• _THE TASK_:
Copy the data below word for word, beginning at the line that contains "decorative object on" and ending with the last line of the data.

• _INPUT ROWS_:
------------------------------------------------

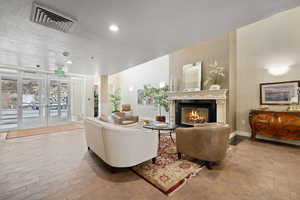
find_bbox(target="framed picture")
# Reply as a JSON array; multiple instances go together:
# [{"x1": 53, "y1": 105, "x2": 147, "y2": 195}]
[
  {"x1": 260, "y1": 81, "x2": 300, "y2": 105},
  {"x1": 182, "y1": 62, "x2": 202, "y2": 91}
]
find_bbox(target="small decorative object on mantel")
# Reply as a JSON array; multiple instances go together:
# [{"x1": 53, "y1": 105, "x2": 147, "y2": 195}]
[
  {"x1": 259, "y1": 105, "x2": 269, "y2": 110},
  {"x1": 204, "y1": 61, "x2": 225, "y2": 90},
  {"x1": 182, "y1": 62, "x2": 202, "y2": 92},
  {"x1": 260, "y1": 81, "x2": 300, "y2": 105},
  {"x1": 287, "y1": 105, "x2": 300, "y2": 112}
]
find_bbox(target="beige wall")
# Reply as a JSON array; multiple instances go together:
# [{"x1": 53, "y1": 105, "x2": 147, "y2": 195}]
[
  {"x1": 237, "y1": 8, "x2": 300, "y2": 132},
  {"x1": 169, "y1": 32, "x2": 236, "y2": 130}
]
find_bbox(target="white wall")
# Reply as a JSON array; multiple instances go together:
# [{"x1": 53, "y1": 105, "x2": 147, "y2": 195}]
[
  {"x1": 109, "y1": 56, "x2": 169, "y2": 119},
  {"x1": 237, "y1": 8, "x2": 300, "y2": 145}
]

------------------------------------------------

• _COMPLETED TASK_:
find_bbox(target="small decorative object on mantel")
# Reply as a JSON array; multiple instances go together:
# [{"x1": 53, "y1": 105, "x2": 147, "y2": 195}]
[
  {"x1": 259, "y1": 105, "x2": 269, "y2": 110},
  {"x1": 204, "y1": 61, "x2": 225, "y2": 90},
  {"x1": 182, "y1": 62, "x2": 202, "y2": 92},
  {"x1": 260, "y1": 81, "x2": 300, "y2": 105},
  {"x1": 287, "y1": 105, "x2": 300, "y2": 112}
]
find_bbox(target="beige wall")
# Reply as a JSON array; multiple instances go together:
# [{"x1": 53, "y1": 105, "x2": 147, "y2": 195}]
[
  {"x1": 237, "y1": 8, "x2": 300, "y2": 132},
  {"x1": 169, "y1": 32, "x2": 236, "y2": 130}
]
find_bbox(target="white wall")
# Reply as a JSON array; multiple instances go together:
# [{"x1": 53, "y1": 105, "x2": 147, "y2": 195}]
[
  {"x1": 109, "y1": 56, "x2": 169, "y2": 119},
  {"x1": 237, "y1": 8, "x2": 300, "y2": 145}
]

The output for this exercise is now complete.